**Brief**
Could you rewrite the part of the data that opens with the line containing "Task: mark the windshield wiper" and runs through the end of the data, substituting "back door" for each "rear door" and leaving everything else unchanged?

**Records provided**
== == ==

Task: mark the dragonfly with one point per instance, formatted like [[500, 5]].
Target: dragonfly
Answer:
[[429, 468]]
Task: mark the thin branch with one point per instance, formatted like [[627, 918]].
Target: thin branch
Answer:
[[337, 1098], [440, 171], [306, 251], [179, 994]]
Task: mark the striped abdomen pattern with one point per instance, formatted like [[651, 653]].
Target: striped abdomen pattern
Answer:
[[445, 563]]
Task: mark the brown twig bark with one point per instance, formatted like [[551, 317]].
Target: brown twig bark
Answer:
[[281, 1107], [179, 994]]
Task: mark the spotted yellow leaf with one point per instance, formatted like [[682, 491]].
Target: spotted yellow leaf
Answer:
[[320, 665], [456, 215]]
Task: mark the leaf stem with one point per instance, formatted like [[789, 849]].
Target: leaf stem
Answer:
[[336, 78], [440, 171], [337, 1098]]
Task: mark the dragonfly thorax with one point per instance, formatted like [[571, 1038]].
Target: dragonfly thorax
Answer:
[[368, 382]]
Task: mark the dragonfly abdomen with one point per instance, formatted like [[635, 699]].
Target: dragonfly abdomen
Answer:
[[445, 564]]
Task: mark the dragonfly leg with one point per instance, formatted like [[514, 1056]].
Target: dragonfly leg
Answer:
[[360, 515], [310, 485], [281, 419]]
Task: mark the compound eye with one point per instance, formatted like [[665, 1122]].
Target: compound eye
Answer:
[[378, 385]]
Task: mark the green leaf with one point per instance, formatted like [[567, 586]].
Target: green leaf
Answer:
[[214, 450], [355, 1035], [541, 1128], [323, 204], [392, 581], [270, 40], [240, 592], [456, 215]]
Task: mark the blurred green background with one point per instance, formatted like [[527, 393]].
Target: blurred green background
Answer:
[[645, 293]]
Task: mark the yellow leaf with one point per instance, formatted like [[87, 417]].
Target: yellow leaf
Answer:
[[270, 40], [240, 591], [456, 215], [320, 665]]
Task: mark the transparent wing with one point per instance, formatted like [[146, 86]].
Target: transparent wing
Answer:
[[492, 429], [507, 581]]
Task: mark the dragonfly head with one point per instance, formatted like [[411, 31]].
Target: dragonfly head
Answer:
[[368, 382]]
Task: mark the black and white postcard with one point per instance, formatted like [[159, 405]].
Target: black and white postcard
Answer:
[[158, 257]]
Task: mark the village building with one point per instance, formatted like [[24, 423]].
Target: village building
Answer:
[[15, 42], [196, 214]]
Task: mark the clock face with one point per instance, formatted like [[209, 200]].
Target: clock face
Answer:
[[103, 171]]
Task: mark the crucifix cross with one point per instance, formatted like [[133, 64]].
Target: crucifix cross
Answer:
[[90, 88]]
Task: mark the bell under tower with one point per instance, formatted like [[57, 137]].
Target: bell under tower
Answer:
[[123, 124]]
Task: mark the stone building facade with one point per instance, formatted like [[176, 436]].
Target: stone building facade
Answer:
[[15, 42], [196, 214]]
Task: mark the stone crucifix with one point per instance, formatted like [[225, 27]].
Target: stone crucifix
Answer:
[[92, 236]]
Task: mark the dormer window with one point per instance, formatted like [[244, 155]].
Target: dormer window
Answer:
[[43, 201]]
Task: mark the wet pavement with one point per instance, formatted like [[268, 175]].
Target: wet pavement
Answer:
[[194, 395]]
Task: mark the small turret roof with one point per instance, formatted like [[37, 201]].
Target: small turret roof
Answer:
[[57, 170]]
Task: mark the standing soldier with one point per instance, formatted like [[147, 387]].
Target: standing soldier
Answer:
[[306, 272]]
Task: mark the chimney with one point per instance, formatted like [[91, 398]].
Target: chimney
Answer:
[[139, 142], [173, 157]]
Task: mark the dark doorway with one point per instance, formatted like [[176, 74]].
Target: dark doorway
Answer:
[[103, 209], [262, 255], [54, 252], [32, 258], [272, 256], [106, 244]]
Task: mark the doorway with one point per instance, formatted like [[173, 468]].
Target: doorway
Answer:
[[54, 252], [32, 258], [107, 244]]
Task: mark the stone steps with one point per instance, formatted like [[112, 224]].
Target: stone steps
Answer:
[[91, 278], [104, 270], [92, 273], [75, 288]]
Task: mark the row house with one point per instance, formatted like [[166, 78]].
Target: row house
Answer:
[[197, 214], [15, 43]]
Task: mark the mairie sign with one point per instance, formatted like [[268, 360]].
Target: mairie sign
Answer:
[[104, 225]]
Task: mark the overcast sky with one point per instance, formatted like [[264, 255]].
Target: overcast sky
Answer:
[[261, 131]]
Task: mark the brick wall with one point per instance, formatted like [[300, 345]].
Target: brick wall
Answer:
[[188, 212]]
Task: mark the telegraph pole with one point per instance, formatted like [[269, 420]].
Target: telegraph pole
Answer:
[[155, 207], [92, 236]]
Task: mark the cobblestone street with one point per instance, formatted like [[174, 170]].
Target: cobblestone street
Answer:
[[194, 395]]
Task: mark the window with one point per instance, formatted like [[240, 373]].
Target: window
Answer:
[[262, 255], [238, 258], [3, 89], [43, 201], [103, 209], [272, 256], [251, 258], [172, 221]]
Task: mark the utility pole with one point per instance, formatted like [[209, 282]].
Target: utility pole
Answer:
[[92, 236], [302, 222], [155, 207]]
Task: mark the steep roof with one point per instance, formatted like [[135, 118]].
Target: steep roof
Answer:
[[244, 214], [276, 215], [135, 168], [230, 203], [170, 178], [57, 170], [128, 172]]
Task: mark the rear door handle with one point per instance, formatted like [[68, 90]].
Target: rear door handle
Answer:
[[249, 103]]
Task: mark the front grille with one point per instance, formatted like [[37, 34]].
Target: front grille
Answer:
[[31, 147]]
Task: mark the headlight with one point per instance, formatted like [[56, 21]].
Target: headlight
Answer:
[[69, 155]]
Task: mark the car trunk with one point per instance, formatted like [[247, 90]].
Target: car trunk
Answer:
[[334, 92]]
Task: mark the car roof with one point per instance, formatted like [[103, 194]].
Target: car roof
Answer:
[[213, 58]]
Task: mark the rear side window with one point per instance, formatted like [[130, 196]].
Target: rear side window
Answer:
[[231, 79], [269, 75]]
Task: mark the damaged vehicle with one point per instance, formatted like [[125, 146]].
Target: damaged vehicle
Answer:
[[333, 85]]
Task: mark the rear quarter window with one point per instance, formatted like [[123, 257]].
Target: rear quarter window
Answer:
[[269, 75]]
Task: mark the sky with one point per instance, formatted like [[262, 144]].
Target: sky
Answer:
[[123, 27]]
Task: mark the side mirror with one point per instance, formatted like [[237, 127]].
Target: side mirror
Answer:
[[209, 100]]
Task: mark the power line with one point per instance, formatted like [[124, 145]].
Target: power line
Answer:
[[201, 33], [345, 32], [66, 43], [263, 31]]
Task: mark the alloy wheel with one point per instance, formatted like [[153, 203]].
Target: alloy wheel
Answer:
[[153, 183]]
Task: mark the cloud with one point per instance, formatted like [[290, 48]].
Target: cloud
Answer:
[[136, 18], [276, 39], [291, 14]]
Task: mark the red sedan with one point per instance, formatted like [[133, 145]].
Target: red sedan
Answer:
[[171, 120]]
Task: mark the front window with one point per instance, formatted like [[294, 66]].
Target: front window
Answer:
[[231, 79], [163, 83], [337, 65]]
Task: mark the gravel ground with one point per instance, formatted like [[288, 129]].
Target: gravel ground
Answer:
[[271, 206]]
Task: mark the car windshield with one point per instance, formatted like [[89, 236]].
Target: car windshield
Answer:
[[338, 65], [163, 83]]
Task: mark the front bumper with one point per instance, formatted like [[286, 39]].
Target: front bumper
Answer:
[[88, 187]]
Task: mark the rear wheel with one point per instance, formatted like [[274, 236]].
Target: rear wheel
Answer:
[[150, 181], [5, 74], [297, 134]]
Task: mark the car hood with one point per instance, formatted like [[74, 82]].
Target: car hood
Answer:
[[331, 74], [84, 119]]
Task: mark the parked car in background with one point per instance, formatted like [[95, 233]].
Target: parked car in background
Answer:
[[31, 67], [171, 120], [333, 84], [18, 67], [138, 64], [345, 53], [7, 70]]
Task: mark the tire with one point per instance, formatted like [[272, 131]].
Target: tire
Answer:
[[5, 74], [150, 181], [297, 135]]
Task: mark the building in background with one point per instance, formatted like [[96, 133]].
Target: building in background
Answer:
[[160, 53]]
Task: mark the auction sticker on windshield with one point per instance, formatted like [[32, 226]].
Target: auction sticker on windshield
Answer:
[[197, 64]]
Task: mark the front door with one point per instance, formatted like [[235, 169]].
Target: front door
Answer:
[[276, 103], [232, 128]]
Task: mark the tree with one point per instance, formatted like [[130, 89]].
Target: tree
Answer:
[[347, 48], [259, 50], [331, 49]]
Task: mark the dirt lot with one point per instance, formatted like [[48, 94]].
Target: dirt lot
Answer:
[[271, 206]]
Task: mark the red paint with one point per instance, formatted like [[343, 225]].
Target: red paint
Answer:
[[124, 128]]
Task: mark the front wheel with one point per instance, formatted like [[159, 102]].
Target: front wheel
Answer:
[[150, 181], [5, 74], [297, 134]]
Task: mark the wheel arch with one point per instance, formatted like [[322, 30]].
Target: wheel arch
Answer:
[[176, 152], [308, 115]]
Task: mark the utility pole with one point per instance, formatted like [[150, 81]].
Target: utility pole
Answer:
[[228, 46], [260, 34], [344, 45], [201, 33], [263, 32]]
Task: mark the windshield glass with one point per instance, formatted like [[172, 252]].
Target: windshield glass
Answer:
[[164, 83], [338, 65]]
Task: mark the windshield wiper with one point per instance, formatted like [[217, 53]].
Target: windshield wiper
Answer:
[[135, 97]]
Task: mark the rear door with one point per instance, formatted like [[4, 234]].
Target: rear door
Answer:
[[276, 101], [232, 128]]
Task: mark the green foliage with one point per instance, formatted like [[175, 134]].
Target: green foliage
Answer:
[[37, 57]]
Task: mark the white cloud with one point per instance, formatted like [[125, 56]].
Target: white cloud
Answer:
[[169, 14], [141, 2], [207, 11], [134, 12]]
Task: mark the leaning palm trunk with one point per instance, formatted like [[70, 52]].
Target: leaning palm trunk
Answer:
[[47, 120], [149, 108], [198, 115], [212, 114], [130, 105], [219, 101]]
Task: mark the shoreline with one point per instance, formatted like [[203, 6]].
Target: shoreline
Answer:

== == ==

**Task output**
Task: mark the windshield wiper with one point per instance, formatted like [[217, 53]].
Target: windshield wiper
Answer:
[[135, 97]]
Task: mark the back door with one point per instance, formatted like [[4, 234]].
Target: back door
Answer:
[[276, 101], [232, 128]]
Task: mark the green foliage with one point per instance, formatted like [[175, 134]].
Target: green foliage
Answer:
[[37, 57]]
Task: mark the white cloud with one point per instance, formatted like [[125, 56]].
Target: white cloud
Answer:
[[169, 14], [141, 2], [207, 11], [134, 12]]
Task: mark the leaning palm trunk with one point per instance, formatted like [[70, 52]].
Target: leaning palm trunk
Answer:
[[47, 120], [149, 108], [198, 115], [212, 114], [130, 105], [219, 101]]
Task: mark the shoreline with one point per instance, formatted like [[203, 6]].
Target: shoreline
Answer:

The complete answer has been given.